>> Begin TASK INPUTS

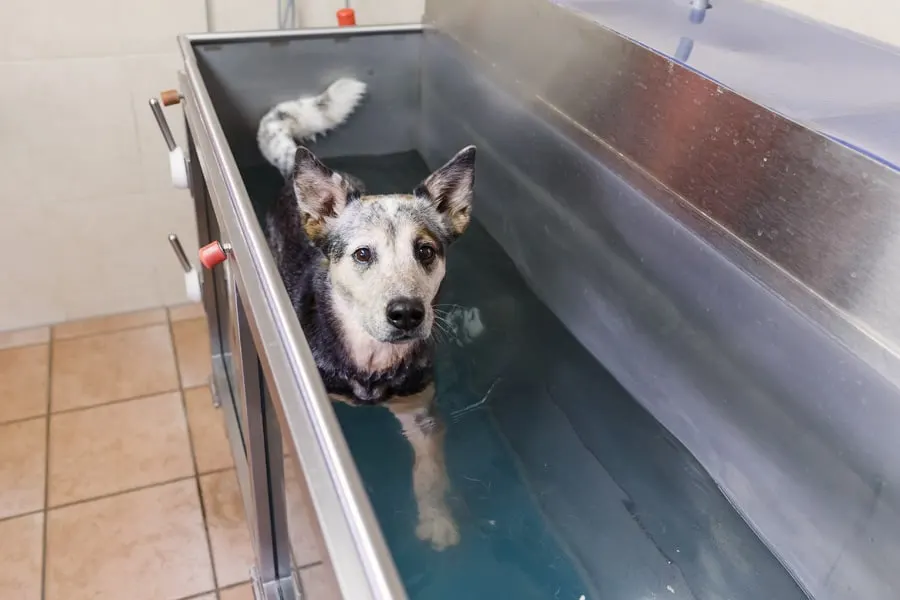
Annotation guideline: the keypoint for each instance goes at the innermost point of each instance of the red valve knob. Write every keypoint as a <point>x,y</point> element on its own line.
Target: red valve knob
<point>212,254</point>
<point>346,17</point>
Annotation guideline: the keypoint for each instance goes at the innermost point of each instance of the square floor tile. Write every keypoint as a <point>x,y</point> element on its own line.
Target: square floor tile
<point>241,592</point>
<point>186,312</point>
<point>149,543</point>
<point>24,337</point>
<point>192,347</point>
<point>24,373</point>
<point>20,557</point>
<point>109,324</point>
<point>319,583</point>
<point>112,366</point>
<point>22,463</point>
<point>208,435</point>
<point>117,447</point>
<point>303,535</point>
<point>227,524</point>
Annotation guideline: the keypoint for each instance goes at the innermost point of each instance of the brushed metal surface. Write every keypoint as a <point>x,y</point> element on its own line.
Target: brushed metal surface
<point>826,214</point>
<point>733,269</point>
<point>364,569</point>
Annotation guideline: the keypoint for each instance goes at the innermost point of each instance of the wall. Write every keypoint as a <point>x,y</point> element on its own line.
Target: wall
<point>84,193</point>
<point>878,19</point>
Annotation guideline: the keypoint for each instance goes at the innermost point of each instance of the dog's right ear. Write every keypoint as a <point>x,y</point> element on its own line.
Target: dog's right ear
<point>320,192</point>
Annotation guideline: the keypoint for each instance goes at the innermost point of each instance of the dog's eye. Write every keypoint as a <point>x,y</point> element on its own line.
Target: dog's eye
<point>425,253</point>
<point>362,255</point>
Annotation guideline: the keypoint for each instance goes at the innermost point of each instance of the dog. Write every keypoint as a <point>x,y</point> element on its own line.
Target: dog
<point>363,274</point>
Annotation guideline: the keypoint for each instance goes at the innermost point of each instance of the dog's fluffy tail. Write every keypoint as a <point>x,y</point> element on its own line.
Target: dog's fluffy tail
<point>303,119</point>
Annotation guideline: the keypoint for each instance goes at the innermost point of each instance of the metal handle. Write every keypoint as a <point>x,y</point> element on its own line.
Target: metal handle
<point>179,252</point>
<point>163,124</point>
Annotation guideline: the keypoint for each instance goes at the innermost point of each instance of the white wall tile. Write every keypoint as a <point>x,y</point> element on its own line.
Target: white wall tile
<point>66,130</point>
<point>33,251</point>
<point>59,28</point>
<point>878,19</point>
<point>94,256</point>
<point>124,262</point>
<point>243,15</point>
<point>388,12</point>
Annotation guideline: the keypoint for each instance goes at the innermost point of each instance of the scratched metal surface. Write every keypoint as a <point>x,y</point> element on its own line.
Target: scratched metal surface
<point>732,269</point>
<point>830,79</point>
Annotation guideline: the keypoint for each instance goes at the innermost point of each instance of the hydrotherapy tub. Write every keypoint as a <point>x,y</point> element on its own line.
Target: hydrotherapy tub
<point>685,382</point>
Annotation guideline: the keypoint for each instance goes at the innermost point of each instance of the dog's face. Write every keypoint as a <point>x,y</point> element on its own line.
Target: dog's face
<point>386,254</point>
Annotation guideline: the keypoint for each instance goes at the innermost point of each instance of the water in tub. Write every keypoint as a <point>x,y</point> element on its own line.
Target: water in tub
<point>564,488</point>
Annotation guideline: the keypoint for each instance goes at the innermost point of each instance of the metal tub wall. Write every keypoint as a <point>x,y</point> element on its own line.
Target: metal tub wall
<point>742,331</point>
<point>265,375</point>
<point>787,403</point>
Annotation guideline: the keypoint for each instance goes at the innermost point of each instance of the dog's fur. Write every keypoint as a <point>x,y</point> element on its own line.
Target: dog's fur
<point>349,260</point>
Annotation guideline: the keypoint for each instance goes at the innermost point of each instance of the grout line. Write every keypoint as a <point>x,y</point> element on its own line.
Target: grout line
<point>139,488</point>
<point>212,560</point>
<point>24,419</point>
<point>81,336</point>
<point>66,411</point>
<point>29,513</point>
<point>47,468</point>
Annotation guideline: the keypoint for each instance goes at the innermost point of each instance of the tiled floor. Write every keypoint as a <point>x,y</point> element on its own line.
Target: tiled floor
<point>116,478</point>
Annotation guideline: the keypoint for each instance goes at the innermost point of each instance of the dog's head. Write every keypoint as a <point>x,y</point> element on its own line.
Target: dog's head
<point>386,254</point>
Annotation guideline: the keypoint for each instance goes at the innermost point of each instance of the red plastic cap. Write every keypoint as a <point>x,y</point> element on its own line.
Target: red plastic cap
<point>346,17</point>
<point>212,254</point>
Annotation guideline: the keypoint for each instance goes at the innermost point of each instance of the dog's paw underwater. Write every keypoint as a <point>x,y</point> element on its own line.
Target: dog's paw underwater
<point>439,529</point>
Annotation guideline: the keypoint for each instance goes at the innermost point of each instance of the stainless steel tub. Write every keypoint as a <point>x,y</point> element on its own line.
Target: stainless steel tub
<point>701,396</point>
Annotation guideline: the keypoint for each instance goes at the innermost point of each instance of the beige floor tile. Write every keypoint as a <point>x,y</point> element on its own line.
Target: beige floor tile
<point>20,557</point>
<point>303,536</point>
<point>207,425</point>
<point>228,532</point>
<point>319,583</point>
<point>24,337</point>
<point>149,543</point>
<point>192,347</point>
<point>112,366</point>
<point>186,312</point>
<point>22,452</point>
<point>240,592</point>
<point>24,373</point>
<point>117,447</point>
<point>109,324</point>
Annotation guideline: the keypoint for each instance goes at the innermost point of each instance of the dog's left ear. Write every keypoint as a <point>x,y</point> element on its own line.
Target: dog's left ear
<point>451,188</point>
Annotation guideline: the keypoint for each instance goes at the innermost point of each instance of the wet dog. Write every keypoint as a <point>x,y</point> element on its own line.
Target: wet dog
<point>363,273</point>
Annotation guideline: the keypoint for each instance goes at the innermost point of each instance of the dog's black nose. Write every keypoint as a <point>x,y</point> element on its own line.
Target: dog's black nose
<point>405,313</point>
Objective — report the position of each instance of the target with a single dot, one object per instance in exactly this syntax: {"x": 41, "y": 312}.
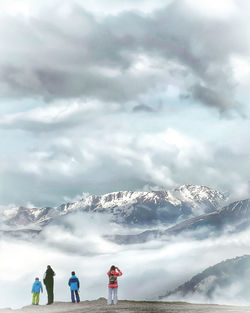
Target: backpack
{"x": 112, "y": 279}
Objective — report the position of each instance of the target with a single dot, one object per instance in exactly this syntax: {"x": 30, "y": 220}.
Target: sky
{"x": 122, "y": 95}
{"x": 78, "y": 244}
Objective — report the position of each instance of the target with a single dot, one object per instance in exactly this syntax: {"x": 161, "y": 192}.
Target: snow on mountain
{"x": 130, "y": 207}
{"x": 234, "y": 217}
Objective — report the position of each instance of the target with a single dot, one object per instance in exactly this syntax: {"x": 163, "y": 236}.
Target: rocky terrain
{"x": 232, "y": 273}
{"x": 234, "y": 217}
{"x": 127, "y": 207}
{"x": 100, "y": 306}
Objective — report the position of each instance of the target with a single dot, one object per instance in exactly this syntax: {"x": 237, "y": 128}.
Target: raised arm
{"x": 119, "y": 272}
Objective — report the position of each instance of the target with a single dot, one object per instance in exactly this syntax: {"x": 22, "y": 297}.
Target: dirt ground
{"x": 100, "y": 306}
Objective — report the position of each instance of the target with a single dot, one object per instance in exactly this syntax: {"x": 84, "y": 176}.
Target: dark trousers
{"x": 73, "y": 293}
{"x": 50, "y": 294}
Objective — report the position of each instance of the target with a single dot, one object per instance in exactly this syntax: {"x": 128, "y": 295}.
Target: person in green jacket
{"x": 36, "y": 288}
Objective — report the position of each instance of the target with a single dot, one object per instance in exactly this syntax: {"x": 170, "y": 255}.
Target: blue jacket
{"x": 74, "y": 283}
{"x": 37, "y": 286}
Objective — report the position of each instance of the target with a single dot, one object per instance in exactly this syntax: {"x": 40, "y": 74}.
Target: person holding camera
{"x": 113, "y": 273}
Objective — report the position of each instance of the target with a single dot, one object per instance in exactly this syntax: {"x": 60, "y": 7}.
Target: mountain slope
{"x": 234, "y": 217}
{"x": 129, "y": 207}
{"x": 230, "y": 275}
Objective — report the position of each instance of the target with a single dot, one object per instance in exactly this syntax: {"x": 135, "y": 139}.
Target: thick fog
{"x": 77, "y": 243}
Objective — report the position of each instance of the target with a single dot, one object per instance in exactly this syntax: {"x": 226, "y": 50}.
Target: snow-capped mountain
{"x": 229, "y": 278}
{"x": 130, "y": 207}
{"x": 234, "y": 217}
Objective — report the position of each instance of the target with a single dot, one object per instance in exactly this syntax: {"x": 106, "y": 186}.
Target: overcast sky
{"x": 122, "y": 95}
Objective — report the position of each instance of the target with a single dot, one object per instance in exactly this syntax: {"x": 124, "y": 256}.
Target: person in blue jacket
{"x": 74, "y": 287}
{"x": 36, "y": 288}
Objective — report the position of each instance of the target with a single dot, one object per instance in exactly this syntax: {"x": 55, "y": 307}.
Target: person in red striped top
{"x": 113, "y": 273}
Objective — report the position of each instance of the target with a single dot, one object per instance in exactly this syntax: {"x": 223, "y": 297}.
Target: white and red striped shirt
{"x": 116, "y": 274}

>> End TASK INPUTS

CHALLENGE
Show every line of the records that contains the string "black". Matching is case-sensitive.

ANSWER TO THIS PROBLEM
Annotation guideline: the keypoint for each instance goes at the innermost point of each instance of the dog's black nose. Write every keypoint as a <point>x,y</point> element on its own line.
Target: dog's black nose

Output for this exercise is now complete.